begin DATA TO USE
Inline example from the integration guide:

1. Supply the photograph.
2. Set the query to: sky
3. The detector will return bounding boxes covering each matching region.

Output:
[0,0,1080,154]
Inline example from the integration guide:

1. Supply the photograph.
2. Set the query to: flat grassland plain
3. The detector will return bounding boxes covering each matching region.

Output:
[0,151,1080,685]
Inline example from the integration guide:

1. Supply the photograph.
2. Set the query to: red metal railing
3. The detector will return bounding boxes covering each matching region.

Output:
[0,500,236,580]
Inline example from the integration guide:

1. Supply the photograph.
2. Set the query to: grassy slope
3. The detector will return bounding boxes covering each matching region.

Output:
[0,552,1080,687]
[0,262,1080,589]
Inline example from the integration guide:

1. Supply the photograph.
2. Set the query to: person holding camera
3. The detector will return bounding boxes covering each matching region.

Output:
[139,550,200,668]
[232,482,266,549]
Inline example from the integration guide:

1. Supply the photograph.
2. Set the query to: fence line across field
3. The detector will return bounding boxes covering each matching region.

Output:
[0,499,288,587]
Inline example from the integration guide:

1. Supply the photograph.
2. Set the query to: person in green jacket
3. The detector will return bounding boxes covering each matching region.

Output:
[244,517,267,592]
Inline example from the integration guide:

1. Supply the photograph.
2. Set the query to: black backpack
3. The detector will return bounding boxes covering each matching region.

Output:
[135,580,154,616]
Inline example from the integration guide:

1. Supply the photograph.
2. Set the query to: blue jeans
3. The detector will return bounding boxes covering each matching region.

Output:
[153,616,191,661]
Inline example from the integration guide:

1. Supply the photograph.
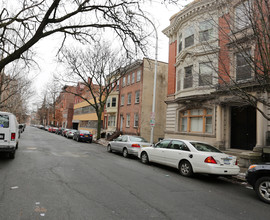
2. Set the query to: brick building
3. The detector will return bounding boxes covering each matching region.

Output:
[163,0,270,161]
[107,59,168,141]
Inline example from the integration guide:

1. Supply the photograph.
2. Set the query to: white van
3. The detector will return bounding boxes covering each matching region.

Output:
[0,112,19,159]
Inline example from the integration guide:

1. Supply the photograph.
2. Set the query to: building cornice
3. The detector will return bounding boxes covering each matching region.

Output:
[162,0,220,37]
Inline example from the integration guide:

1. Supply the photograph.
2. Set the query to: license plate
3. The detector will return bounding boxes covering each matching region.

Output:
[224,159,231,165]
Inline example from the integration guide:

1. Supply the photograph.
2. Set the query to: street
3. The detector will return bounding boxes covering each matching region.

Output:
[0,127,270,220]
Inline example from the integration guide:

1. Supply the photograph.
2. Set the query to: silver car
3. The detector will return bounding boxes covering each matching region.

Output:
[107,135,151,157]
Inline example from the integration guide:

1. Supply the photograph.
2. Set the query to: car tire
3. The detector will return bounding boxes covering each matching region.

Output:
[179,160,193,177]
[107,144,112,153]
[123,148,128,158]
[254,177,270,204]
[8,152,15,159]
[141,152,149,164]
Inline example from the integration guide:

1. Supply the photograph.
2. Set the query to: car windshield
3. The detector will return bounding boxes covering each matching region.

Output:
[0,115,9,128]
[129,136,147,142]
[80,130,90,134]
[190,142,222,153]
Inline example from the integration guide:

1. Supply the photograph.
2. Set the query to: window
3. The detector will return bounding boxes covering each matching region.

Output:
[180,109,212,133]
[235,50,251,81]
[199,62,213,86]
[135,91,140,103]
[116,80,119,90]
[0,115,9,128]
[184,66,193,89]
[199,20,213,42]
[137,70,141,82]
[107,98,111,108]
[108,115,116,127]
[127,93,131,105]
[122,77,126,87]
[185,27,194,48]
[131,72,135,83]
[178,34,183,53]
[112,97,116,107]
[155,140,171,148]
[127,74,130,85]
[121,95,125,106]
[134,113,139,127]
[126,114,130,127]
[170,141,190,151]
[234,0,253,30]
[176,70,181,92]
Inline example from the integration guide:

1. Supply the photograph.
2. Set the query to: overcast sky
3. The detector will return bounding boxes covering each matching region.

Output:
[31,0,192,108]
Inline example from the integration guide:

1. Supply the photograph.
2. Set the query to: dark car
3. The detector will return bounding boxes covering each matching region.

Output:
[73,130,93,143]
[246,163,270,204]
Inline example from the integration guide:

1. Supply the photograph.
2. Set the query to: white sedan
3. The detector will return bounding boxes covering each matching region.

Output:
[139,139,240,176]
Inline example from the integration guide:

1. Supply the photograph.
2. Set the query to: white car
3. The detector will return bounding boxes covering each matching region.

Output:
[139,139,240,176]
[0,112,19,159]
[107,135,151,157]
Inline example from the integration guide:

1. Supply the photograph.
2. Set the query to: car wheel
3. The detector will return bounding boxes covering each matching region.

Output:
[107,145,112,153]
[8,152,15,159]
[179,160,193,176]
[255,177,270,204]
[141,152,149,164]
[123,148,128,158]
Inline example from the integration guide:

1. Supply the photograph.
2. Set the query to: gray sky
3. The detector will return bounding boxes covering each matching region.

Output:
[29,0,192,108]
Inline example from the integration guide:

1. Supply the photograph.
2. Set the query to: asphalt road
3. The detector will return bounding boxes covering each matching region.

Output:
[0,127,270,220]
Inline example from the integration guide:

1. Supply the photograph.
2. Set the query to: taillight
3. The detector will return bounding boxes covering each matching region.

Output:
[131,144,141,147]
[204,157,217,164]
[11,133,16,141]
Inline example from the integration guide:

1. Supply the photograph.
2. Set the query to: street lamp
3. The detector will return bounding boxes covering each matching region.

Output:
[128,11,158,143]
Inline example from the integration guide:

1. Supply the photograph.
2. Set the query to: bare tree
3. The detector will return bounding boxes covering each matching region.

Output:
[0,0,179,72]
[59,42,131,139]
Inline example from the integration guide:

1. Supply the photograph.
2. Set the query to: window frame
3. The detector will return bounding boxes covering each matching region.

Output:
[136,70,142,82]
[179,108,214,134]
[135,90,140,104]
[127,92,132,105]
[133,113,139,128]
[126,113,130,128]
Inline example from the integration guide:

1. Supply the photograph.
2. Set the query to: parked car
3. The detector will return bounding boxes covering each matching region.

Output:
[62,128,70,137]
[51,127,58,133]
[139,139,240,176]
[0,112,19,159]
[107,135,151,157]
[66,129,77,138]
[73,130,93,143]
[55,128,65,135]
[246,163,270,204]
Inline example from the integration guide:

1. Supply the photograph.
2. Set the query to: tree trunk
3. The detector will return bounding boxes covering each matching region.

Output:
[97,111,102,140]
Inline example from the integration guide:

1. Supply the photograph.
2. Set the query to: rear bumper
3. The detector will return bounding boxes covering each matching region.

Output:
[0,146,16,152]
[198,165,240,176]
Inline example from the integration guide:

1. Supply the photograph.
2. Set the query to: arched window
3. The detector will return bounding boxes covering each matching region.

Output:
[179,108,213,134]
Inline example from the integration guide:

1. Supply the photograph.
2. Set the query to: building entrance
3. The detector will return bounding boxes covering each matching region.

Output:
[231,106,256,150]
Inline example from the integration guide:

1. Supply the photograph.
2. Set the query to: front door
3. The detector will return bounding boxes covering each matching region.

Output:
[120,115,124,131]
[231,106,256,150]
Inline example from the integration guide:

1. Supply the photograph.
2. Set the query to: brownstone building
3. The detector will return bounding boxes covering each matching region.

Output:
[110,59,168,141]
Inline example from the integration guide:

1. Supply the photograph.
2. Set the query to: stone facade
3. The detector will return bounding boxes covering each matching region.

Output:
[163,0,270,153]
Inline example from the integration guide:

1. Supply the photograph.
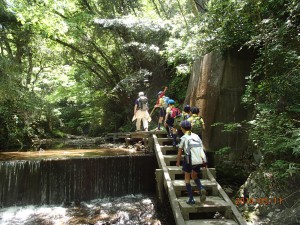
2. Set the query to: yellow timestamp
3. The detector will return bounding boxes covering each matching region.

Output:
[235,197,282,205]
end DATA TO USE
begin DATA TO USE
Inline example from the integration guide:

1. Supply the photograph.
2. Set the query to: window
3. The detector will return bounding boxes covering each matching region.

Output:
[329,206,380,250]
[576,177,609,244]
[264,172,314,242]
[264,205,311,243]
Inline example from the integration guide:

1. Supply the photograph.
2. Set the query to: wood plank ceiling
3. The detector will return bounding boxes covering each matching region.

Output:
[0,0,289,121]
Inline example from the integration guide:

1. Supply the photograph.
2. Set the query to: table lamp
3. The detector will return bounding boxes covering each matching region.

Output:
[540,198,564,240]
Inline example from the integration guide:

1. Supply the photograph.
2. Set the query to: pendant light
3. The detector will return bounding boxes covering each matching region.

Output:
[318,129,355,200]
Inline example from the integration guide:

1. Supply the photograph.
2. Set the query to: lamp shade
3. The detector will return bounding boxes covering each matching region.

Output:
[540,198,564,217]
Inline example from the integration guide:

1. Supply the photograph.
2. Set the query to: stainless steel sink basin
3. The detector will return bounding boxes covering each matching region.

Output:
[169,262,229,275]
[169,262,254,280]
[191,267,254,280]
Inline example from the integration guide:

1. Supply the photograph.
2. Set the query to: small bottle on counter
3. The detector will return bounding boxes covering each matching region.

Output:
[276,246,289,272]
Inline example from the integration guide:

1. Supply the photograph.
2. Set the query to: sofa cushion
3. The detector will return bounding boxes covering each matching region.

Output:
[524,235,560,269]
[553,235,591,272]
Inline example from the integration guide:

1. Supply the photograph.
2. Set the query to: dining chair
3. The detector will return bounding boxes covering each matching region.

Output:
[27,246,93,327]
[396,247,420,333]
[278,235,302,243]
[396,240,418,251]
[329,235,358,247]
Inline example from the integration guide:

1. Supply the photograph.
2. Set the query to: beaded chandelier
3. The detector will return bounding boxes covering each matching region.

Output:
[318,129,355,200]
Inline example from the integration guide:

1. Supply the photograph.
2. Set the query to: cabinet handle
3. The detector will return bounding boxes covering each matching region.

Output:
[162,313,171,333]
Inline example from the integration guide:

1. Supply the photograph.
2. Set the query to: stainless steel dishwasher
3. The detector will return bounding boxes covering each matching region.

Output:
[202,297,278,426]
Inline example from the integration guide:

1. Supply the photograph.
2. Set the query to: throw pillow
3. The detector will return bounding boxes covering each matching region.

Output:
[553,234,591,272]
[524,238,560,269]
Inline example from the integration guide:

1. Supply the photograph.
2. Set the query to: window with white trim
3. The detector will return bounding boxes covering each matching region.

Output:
end DATA TO USE
## WHAT TO PRODUCE
Report each line of the records above that contains the string "lamp". Case counts.

## EXERCISE RESULT
2. Set the query to: street lamp
2. Set the query to: table lamp
2. Set the query to: lamp shade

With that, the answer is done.